• Exercise:
How many lines in the listing below contain the word "white"? Reply with the number alone.
— BEGIN —
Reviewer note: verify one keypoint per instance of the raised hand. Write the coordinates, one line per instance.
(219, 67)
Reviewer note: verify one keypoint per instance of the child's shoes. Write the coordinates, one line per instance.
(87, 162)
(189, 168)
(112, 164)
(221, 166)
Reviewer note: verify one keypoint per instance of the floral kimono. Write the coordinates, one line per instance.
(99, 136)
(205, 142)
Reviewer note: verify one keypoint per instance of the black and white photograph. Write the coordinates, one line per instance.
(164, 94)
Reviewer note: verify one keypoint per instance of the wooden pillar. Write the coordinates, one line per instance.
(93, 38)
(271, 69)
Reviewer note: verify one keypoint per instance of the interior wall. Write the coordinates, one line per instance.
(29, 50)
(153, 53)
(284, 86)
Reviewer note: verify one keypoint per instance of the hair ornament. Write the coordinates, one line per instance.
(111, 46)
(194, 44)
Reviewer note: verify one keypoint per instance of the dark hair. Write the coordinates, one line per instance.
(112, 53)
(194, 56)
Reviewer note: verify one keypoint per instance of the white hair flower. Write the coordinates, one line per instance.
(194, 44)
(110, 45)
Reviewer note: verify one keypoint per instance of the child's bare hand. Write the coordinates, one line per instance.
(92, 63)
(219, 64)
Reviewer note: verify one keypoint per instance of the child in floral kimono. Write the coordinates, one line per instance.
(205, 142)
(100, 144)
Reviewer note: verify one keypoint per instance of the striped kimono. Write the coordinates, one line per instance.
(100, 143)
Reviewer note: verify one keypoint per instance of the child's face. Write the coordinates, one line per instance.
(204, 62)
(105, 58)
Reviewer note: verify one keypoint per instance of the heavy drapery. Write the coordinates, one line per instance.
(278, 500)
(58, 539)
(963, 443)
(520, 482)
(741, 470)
— END —
— BEGIN —
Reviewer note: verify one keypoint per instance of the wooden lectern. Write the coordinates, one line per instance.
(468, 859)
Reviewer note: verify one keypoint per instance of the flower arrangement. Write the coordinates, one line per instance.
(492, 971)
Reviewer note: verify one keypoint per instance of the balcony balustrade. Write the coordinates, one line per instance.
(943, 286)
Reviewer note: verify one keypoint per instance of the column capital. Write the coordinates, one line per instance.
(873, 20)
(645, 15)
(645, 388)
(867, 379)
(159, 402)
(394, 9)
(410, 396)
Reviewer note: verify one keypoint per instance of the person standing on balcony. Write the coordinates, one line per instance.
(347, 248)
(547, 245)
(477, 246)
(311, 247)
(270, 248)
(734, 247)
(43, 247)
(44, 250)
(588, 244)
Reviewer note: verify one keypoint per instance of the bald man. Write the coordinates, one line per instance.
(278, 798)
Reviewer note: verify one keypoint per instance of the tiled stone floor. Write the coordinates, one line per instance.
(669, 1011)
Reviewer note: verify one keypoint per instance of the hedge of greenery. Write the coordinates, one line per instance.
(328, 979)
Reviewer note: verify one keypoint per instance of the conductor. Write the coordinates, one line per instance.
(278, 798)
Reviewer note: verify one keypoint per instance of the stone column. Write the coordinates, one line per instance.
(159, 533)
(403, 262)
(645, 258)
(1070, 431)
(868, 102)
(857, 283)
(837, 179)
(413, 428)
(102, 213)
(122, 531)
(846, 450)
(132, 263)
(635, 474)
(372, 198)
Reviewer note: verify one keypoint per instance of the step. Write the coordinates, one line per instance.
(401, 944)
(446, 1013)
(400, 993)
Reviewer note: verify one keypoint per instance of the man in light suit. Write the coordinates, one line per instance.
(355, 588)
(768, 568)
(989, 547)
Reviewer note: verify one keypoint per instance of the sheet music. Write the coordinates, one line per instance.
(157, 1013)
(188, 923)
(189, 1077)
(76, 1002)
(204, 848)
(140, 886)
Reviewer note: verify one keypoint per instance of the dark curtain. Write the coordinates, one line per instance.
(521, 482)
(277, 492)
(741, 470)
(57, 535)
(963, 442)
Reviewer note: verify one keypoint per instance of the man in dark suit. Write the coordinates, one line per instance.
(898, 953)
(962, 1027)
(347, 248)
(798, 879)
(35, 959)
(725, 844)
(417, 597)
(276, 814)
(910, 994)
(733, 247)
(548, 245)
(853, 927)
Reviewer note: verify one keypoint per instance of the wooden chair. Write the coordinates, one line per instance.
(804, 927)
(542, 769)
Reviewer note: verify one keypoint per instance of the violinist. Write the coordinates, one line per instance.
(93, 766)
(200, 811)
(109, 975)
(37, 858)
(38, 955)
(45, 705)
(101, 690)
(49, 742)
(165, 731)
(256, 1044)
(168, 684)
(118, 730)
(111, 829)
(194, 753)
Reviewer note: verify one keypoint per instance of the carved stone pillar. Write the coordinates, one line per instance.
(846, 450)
— END —
• Result:
2